EXERCISE OBJECTIVE: Quote the whole listing word for word. Do not include the pictures.

SUPPLIED ENTRIES:

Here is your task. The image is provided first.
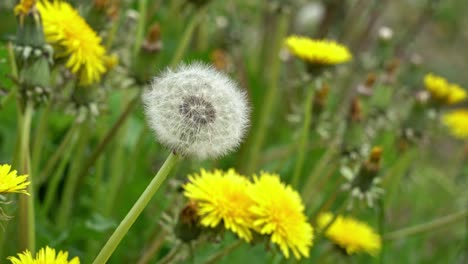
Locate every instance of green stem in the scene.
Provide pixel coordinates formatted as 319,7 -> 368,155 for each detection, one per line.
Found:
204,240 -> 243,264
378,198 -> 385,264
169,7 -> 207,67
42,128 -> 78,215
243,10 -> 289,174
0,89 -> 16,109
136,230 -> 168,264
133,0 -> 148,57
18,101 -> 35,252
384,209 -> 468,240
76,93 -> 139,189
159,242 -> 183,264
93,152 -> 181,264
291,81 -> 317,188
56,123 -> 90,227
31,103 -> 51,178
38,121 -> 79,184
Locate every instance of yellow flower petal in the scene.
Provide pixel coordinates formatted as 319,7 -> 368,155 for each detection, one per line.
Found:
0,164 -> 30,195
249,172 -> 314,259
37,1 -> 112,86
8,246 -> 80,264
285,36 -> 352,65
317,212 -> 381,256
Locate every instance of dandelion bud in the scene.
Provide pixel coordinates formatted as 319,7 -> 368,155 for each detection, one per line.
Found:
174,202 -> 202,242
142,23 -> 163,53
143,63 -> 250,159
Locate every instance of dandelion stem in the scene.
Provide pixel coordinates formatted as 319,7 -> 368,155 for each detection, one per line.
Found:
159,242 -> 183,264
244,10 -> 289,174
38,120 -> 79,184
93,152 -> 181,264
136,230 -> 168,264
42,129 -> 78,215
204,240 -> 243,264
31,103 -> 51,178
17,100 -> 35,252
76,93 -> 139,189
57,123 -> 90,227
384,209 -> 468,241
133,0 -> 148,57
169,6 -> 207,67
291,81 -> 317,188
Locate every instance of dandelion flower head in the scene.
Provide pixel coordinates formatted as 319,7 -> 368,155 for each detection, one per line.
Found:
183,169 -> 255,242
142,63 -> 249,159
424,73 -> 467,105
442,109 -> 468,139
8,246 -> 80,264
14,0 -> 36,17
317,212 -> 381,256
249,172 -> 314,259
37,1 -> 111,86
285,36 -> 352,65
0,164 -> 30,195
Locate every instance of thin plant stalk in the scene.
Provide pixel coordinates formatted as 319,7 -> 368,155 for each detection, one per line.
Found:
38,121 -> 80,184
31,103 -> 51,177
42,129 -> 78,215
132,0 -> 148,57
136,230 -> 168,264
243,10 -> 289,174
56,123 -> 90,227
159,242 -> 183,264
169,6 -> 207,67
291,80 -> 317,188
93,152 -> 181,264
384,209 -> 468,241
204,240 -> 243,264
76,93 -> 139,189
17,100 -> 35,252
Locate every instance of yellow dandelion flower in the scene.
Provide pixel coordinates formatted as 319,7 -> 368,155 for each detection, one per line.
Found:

RESPONSE TO THE EXERCISE:
Here is your task. The image is provided first.
Locate every instance of green stem in the scene.
Provide pixel coordinates formatted as 319,7 -> 368,155 for each detection, one per line.
Found:
204,240 -> 243,264
378,198 -> 385,264
169,7 -> 207,67
42,128 -> 78,215
243,10 -> 289,174
0,89 -> 16,109
136,230 -> 168,264
133,0 -> 148,57
18,101 -> 35,252
384,209 -> 468,240
76,93 -> 139,189
159,242 -> 183,264
93,152 -> 181,264
291,81 -> 317,188
56,123 -> 90,227
31,103 -> 51,178
38,121 -> 79,184
Locate every instance of yellow flower petal in the scene.
Provide pixel coordinates formatted as 319,7 -> 368,155 for each detection, one per line.
Found:
0,164 -> 30,195
249,172 -> 314,259
37,1 -> 112,86
8,246 -> 80,264
285,36 -> 352,65
317,212 -> 381,256
Locate every instance of dandelion bud in the scene.
Provide pixel coordinates formatted as 319,7 -> 368,155 for each detection, one per line.
Found:
174,202 -> 202,242
142,23 -> 163,53
143,63 -> 250,159
Locate every instance of dandelion stem in the scene.
Provide pixel coordinates formatted as 319,7 -> 368,155 for each detection, one per line.
Found:
159,242 -> 183,264
244,10 -> 289,174
38,120 -> 79,184
93,152 -> 181,264
136,230 -> 168,264
42,129 -> 78,215
204,240 -> 243,264
31,103 -> 51,178
17,100 -> 35,252
76,93 -> 139,189
57,123 -> 90,227
384,209 -> 468,241
133,0 -> 148,57
169,6 -> 207,67
291,81 -> 317,188
Locate every instance of dandelion flower head in the scene.
Provide pixel coordinates formatted as 319,7 -> 368,155 for each detection, one per line.
Found:
183,169 -> 255,242
142,63 -> 249,159
424,73 -> 467,105
442,109 -> 468,139
8,246 -> 80,264
14,0 -> 36,17
317,212 -> 381,256
249,172 -> 314,259
37,1 -> 111,86
285,36 -> 352,65
0,164 -> 30,195
Locate every instance of thin plant stalk in the scene.
Provide pixel coordinates formatted as 319,7 -> 368,155 for each detection, one per line.
Found:
38,121 -> 80,184
31,103 -> 51,177
42,129 -> 78,215
132,0 -> 148,57
136,230 -> 168,264
243,10 -> 289,174
56,123 -> 90,227
159,242 -> 183,264
169,6 -> 207,67
291,80 -> 317,188
93,152 -> 181,264
384,209 -> 468,241
204,240 -> 243,264
76,93 -> 139,189
17,100 -> 35,252
Locate every instance of yellow dandelion flower in the scene.
Provide pixel coordinates formatted as 319,7 -> 368,155 for each detection, one per line.
Found:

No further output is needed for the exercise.